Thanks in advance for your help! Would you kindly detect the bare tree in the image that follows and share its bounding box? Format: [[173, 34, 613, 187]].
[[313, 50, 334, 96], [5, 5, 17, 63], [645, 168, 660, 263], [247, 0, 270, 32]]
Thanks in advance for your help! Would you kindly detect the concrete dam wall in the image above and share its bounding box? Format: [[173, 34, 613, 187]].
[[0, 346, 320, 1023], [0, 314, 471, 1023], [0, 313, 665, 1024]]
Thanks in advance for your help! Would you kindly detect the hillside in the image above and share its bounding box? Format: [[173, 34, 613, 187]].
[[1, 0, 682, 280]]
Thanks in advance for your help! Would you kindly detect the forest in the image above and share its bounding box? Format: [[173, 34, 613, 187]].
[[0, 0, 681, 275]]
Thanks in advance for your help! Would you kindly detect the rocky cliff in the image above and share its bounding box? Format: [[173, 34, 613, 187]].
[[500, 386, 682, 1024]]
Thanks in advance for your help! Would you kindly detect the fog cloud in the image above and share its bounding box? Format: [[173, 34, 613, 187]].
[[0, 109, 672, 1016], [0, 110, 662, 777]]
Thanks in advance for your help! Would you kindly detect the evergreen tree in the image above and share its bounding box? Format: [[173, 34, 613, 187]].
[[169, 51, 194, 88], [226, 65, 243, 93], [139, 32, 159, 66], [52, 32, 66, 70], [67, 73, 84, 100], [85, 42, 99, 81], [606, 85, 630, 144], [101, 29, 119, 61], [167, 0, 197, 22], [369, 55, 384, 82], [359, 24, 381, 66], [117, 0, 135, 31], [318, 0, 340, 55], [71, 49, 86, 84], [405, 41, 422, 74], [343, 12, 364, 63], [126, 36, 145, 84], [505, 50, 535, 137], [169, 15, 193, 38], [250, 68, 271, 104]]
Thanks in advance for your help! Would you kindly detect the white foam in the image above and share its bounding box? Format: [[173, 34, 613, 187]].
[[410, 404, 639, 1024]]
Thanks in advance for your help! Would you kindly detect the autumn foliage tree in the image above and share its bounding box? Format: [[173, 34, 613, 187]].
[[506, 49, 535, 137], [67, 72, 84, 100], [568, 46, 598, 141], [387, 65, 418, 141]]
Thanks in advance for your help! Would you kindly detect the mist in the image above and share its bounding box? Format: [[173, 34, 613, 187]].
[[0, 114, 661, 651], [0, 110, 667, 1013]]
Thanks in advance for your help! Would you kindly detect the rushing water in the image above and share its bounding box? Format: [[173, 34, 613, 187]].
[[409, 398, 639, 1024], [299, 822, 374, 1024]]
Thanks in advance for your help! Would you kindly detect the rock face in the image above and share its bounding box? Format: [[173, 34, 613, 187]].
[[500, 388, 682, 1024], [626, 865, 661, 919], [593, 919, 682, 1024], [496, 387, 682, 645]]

----

*Work order:*
The full set of records above must be reproduced exactly in the reply.

*Result:*
Thanks in advance for your help! Would you kindly detect the bare tree in the image that follows and share its bounding box? Format: [[173, 34, 613, 187]].
[[313, 50, 334, 96], [5, 5, 17, 63], [645, 168, 660, 263], [247, 0, 270, 32]]
Thanks in advance for your help! Would you kindly detect the concrete dam wall in the image above and share its bounding box? Format: [[173, 34, 613, 187]].
[[0, 346, 320, 1023], [0, 314, 471, 1023], [0, 313, 665, 1024]]
Thanks in advance for your help! Would you kindly detect the hillside in the image above and share its bounding box? Format: [[173, 34, 613, 187]].
[[1, 0, 682, 280]]
Thanks in advance for your help! Would you kindly detect the forest in the image above and share its bounding box? Format: [[173, 34, 613, 187]].
[[0, 0, 681, 275]]
Thanks in advance for your help! Would you kindly detect the rocky cliff in the image above and share its bounding box? Format: [[173, 34, 613, 187]].
[[500, 386, 682, 1024]]
Thanks in advance for your help! Would you kindly detect the fog cloud in the image above and share its bounding box? Format: [[173, 34, 613, 187]].
[[0, 109, 672, 1016], [0, 110, 662, 777]]
Thanks in advance for your help! Would you kindly detect the evergreen tree in the image above and share its bounding box? Format: [[173, 34, 613, 187]].
[[169, 51, 194, 88], [226, 65, 243, 93], [139, 32, 159, 66], [52, 32, 66, 70], [67, 73, 84, 100], [85, 42, 99, 81], [606, 85, 630, 144], [101, 29, 119, 61], [167, 0, 197, 22], [369, 55, 384, 82], [359, 24, 381, 66], [117, 0, 135, 31], [318, 0, 340, 55], [71, 49, 86, 84], [405, 41, 422, 74], [343, 12, 364, 63], [126, 36, 145, 84], [505, 50, 535, 137], [169, 15, 193, 38], [250, 68, 271, 104]]
Thanks in advance for your help! Would you kindly detect the white foam in the image above and share its bounding box? Format: [[173, 34, 613, 187]].
[[410, 404, 639, 1024]]
Thanks in advance for your help! Would you kindly detect the autumn foliage tree in the image above and share its bounding box? Format: [[173, 34, 613, 187]].
[[506, 49, 535, 137], [67, 72, 84, 100], [568, 46, 598, 141], [387, 65, 418, 141]]
Thanks in advance for your help! Would you kindly detect the mist in the image above and share its bounding box? Format: [[173, 34, 613, 187]].
[[0, 114, 661, 651], [0, 110, 667, 1013]]
Thanks in advance for your help! Would you kindly detect the rushing water in the image above and share its bounding box? Format: [[173, 34, 613, 187]].
[[409, 398, 639, 1024], [299, 822, 374, 1024]]
Thanks in advance for your help! Would you kindly detect the rock face in the image above and share its bounding box? Format: [[173, 34, 613, 187]].
[[500, 388, 682, 1024], [626, 865, 661, 919], [593, 919, 682, 1024], [496, 387, 682, 645]]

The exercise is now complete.